## begin

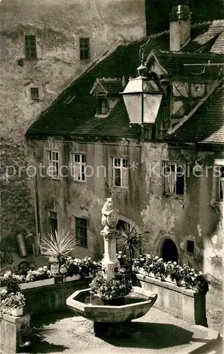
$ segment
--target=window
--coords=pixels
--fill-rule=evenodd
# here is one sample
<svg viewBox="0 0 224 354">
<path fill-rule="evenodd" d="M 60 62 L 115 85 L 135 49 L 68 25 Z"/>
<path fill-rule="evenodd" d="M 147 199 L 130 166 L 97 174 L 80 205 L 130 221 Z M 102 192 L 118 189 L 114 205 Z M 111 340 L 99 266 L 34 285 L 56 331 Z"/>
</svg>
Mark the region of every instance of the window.
<svg viewBox="0 0 224 354">
<path fill-rule="evenodd" d="M 189 253 L 194 253 L 194 241 L 186 240 L 186 251 Z"/>
<path fill-rule="evenodd" d="M 38 87 L 30 87 L 30 98 L 31 100 L 39 99 L 39 88 Z"/>
<path fill-rule="evenodd" d="M 218 177 L 217 178 L 217 198 L 219 202 L 224 201 L 224 166 L 217 166 L 218 168 Z"/>
<path fill-rule="evenodd" d="M 59 152 L 48 152 L 47 176 L 52 178 L 59 178 Z"/>
<path fill-rule="evenodd" d="M 113 185 L 114 187 L 128 187 L 128 159 L 113 157 Z"/>
<path fill-rule="evenodd" d="M 71 175 L 74 181 L 86 181 L 86 155 L 74 154 L 70 155 Z"/>
<path fill-rule="evenodd" d="M 48 220 L 50 232 L 55 236 L 55 231 L 57 232 L 57 216 L 56 212 L 48 212 Z"/>
<path fill-rule="evenodd" d="M 181 162 L 165 161 L 163 176 L 164 179 L 164 192 L 169 194 L 184 195 L 185 165 Z"/>
<path fill-rule="evenodd" d="M 25 55 L 26 59 L 37 59 L 35 35 L 25 35 Z"/>
<path fill-rule="evenodd" d="M 98 98 L 98 114 L 106 114 L 108 113 L 108 100 L 107 98 L 99 97 Z"/>
<path fill-rule="evenodd" d="M 87 221 L 76 217 L 76 241 L 79 246 L 87 247 Z"/>
<path fill-rule="evenodd" d="M 89 38 L 79 38 L 80 59 L 90 59 Z"/>
</svg>

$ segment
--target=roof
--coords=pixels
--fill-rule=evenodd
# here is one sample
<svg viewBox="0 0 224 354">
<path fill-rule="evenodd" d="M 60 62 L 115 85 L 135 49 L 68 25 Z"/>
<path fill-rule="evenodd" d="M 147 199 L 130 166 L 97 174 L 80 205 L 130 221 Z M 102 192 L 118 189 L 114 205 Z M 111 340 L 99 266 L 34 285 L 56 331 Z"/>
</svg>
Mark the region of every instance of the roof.
<svg viewBox="0 0 224 354">
<path fill-rule="evenodd" d="M 167 140 L 224 144 L 223 84 Z"/>
<path fill-rule="evenodd" d="M 155 47 L 159 49 L 160 45 L 161 48 L 168 50 L 166 33 L 152 35 L 151 39 L 151 50 Z M 108 117 L 96 118 L 96 98 L 90 95 L 90 91 L 98 78 L 121 79 L 124 76 L 127 82 L 130 76 L 136 74 L 140 48 L 147 40 L 147 38 L 143 38 L 119 45 L 112 54 L 86 72 L 60 95 L 48 110 L 30 127 L 27 135 L 135 137 L 136 129 L 129 127 L 128 115 L 121 97 L 121 103 Z M 74 95 L 75 98 L 69 104 L 64 103 L 68 96 Z"/>
<path fill-rule="evenodd" d="M 118 46 L 112 53 L 102 57 L 65 90 L 31 125 L 27 132 L 27 136 L 35 138 L 47 135 L 69 135 L 73 138 L 84 136 L 86 139 L 96 137 L 101 137 L 103 139 L 108 139 L 110 137 L 118 139 L 137 137 L 140 133 L 140 128 L 130 127 L 128 115 L 121 97 L 121 101 L 115 105 L 107 117 L 95 117 L 96 98 L 91 96 L 90 92 L 94 84 L 97 82 L 96 80 L 98 79 L 98 82 L 107 92 L 113 93 L 114 91 L 121 92 L 123 91 L 122 85 L 121 87 L 122 78 L 124 76 L 128 82 L 130 77 L 135 76 L 137 67 L 140 64 L 140 55 L 143 53 L 143 58 L 146 60 L 152 50 L 169 75 L 183 74 L 186 77 L 190 75 L 196 77 L 201 74 L 208 74 L 210 78 L 214 75 L 215 79 L 220 72 L 219 66 L 211 65 L 209 67 L 208 64 L 224 62 L 224 45 L 222 49 L 223 42 L 220 39 L 223 30 L 224 21 L 213 21 L 211 23 L 193 26 L 191 41 L 178 53 L 169 52 L 169 31 Z M 191 52 L 192 50 L 191 45 L 196 44 L 201 49 L 201 45 L 206 44 L 205 52 Z M 214 53 L 215 46 L 217 54 Z M 220 52 L 221 54 L 218 54 Z M 189 64 L 194 65 L 186 65 Z M 198 66 L 195 65 L 196 64 Z M 202 71 L 204 72 L 201 73 Z M 113 81 L 111 78 L 117 78 L 118 80 Z M 201 113 L 202 107 L 206 104 L 207 103 L 205 103 L 201 105 L 192 119 L 194 119 L 194 117 L 198 117 L 197 115 L 206 113 L 206 109 L 203 113 Z M 190 121 L 192 122 L 191 118 L 178 130 L 178 134 L 177 131 L 174 133 L 172 138 L 179 139 L 179 137 L 182 137 L 181 139 L 184 137 L 184 139 L 196 141 L 195 139 L 198 139 L 196 137 L 198 137 L 198 139 L 205 142 L 210 142 L 209 139 L 218 139 L 218 136 L 213 136 L 213 134 L 217 132 L 218 135 L 220 137 L 222 131 L 220 125 L 223 121 L 220 117 L 218 122 L 215 123 L 218 127 L 215 124 L 213 125 L 213 122 L 211 124 L 211 119 L 215 120 L 215 114 L 220 115 L 218 111 L 223 107 L 221 103 L 218 106 L 217 104 L 218 101 L 215 101 L 211 103 L 211 105 L 214 105 L 214 109 L 210 105 L 210 112 L 213 113 L 212 115 L 208 115 L 211 118 L 209 117 L 206 118 L 208 122 L 210 119 L 211 127 L 207 129 L 206 135 L 201 136 L 200 132 L 200 134 L 196 132 L 198 129 L 203 130 L 203 118 L 200 118 L 200 125 L 199 120 L 195 118 L 198 120 L 198 125 L 196 122 L 194 123 L 196 125 L 193 132 L 194 137 L 186 135 L 185 128 L 184 132 L 184 127 L 188 126 Z M 208 122 L 205 124 L 209 125 Z M 221 130 L 220 132 L 218 132 L 219 129 Z"/>
<path fill-rule="evenodd" d="M 224 42 L 224 20 L 215 20 L 208 23 L 196 25 L 194 27 L 194 36 L 183 50 L 184 52 L 211 52 L 212 53 L 223 53 Z M 200 30 L 201 29 L 201 30 Z"/>
<path fill-rule="evenodd" d="M 96 79 L 90 94 L 94 94 L 97 92 L 97 88 L 101 86 L 105 93 L 109 95 L 114 95 L 119 93 L 123 91 L 122 79 L 112 79 L 103 77 L 102 79 Z"/>
<path fill-rule="evenodd" d="M 206 65 L 203 73 L 204 76 L 208 76 L 211 79 L 212 74 L 215 78 L 220 72 L 220 69 L 218 67 L 209 66 L 209 64 L 220 63 L 222 65 L 224 64 L 224 51 L 223 54 L 185 53 L 159 50 L 153 50 L 152 52 L 169 75 L 173 76 L 182 75 L 186 79 L 201 74 L 204 65 Z"/>
</svg>

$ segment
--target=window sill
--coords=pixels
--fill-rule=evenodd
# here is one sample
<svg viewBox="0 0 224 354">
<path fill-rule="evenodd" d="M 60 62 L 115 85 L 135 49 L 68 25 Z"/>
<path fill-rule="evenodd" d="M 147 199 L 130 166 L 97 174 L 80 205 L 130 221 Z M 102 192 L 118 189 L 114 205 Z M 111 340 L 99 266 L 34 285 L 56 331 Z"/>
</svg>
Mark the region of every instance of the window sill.
<svg viewBox="0 0 224 354">
<path fill-rule="evenodd" d="M 75 183 L 86 183 L 86 181 L 79 181 L 79 180 L 76 180 L 76 179 L 72 179 L 71 182 L 74 182 Z"/>
<path fill-rule="evenodd" d="M 174 194 L 174 193 L 164 193 L 162 195 L 164 198 L 171 198 L 179 199 L 181 200 L 184 200 L 184 194 Z"/>
<path fill-rule="evenodd" d="M 115 192 L 126 193 L 128 190 L 128 187 L 118 187 L 117 185 L 112 185 L 111 189 Z"/>
<path fill-rule="evenodd" d="M 96 118 L 106 118 L 106 117 L 108 117 L 109 115 L 109 113 L 106 113 L 106 114 L 95 114 L 95 117 Z"/>
<path fill-rule="evenodd" d="M 80 64 L 90 64 L 91 63 L 91 59 L 79 59 Z"/>
<path fill-rule="evenodd" d="M 49 181 L 60 181 L 60 177 L 54 178 L 54 177 L 50 177 L 49 176 L 45 176 L 44 178 Z"/>
<path fill-rule="evenodd" d="M 88 246 L 82 246 L 82 244 L 77 244 L 76 246 L 82 247 L 82 249 L 88 249 Z"/>
</svg>

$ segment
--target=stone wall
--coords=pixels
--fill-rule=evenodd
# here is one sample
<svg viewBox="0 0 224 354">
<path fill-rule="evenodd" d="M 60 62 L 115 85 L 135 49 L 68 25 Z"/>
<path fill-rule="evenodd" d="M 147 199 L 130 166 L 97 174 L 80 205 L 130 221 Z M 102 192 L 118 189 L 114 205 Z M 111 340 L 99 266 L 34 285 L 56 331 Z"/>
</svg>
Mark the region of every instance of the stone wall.
<svg viewBox="0 0 224 354">
<path fill-rule="evenodd" d="M 157 294 L 154 307 L 192 324 L 208 327 L 206 295 L 174 284 L 137 274 L 141 287 Z"/>
<path fill-rule="evenodd" d="M 76 290 L 87 288 L 91 281 L 85 279 L 21 290 L 26 299 L 26 310 L 33 315 L 67 309 L 67 297 Z"/>
<path fill-rule="evenodd" d="M 2 314 L 0 319 L 0 350 L 2 354 L 21 353 L 30 329 L 29 314 L 15 317 Z"/>
<path fill-rule="evenodd" d="M 38 164 L 45 164 L 45 152 L 54 144 L 62 164 L 68 164 L 69 152 L 74 149 L 86 153 L 89 166 L 86 183 L 75 182 L 71 178 L 54 181 L 38 177 L 42 234 L 49 232 L 49 210 L 57 212 L 59 229 L 73 234 L 75 217 L 85 218 L 88 220 L 88 248 L 77 246 L 74 255 L 99 256 L 103 253 L 101 209 L 104 198 L 112 193 L 121 219 L 133 220 L 145 229 L 142 251 L 162 256 L 164 240 L 172 240 L 178 261 L 207 273 L 215 285 L 215 292 L 221 293 L 223 211 L 221 205 L 214 202 L 215 179 L 212 169 L 215 159 L 223 157 L 221 151 L 200 152 L 161 143 L 140 145 L 125 140 L 111 144 L 61 142 L 55 145 L 55 142 L 49 139 L 36 143 Z M 113 156 L 127 156 L 130 164 L 137 164 L 135 168 L 129 169 L 128 190 L 111 188 L 110 161 Z M 162 166 L 163 161 L 169 160 L 186 165 L 183 196 L 164 193 Z M 99 166 L 103 168 L 98 170 Z M 187 251 L 188 241 L 194 243 L 194 252 Z"/>
<path fill-rule="evenodd" d="M 145 35 L 145 0 L 2 0 L 1 28 L 1 227 L 14 238 L 35 228 L 32 183 L 18 172 L 28 160 L 26 130 L 118 41 Z M 25 59 L 26 34 L 36 36 L 37 60 Z M 90 38 L 89 60 L 79 59 L 80 37 Z M 30 99 L 32 87 L 38 101 Z"/>
</svg>

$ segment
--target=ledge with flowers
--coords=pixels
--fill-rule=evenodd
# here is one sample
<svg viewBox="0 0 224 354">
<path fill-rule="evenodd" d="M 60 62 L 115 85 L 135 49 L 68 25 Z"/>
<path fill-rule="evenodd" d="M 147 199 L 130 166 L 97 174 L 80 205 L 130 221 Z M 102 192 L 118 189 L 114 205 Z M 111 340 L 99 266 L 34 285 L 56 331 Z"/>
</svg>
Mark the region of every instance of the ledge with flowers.
<svg viewBox="0 0 224 354">
<path fill-rule="evenodd" d="M 202 272 L 184 264 L 143 254 L 133 270 L 142 287 L 158 293 L 155 307 L 194 324 L 207 326 L 206 295 L 209 282 Z"/>
</svg>

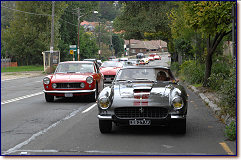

## end

[WORK TO DO]
Starting at the beginning of the entries and ending at the line that contains "113 185 L 114", reproduce those lines with "window" swapped for "door" and everything else left unchanged. Leave the pictures out of your answer.

[FULL SOLUTION]
$ segment
--target=door
--coords=pixels
--fill-rule=evenodd
# here is one sample
<svg viewBox="0 0 224 354">
<path fill-rule="evenodd" d="M 60 62 L 115 85 L 135 49 L 68 25 Z"/>
<path fill-rule="evenodd" d="M 147 199 L 130 166 L 97 174 L 80 205 L 130 221 Z M 102 192 L 118 189 L 114 205 Z M 111 340 L 99 266 L 34 285 L 56 331 Z"/>
</svg>
Mark the region of every instance of the door.
<svg viewBox="0 0 224 354">
<path fill-rule="evenodd" d="M 189 253 L 194 253 L 194 241 L 186 240 L 186 251 Z"/>
<path fill-rule="evenodd" d="M 38 87 L 30 87 L 30 98 L 31 100 L 39 99 L 39 88 Z"/>
<path fill-rule="evenodd" d="M 218 177 L 217 178 L 217 198 L 219 202 L 224 201 L 224 166 L 217 166 L 218 168 Z"/>
<path fill-rule="evenodd" d="M 59 152 L 48 152 L 47 176 L 52 178 L 59 178 Z"/>
<path fill-rule="evenodd" d="M 113 185 L 114 187 L 128 187 L 128 159 L 113 157 Z"/>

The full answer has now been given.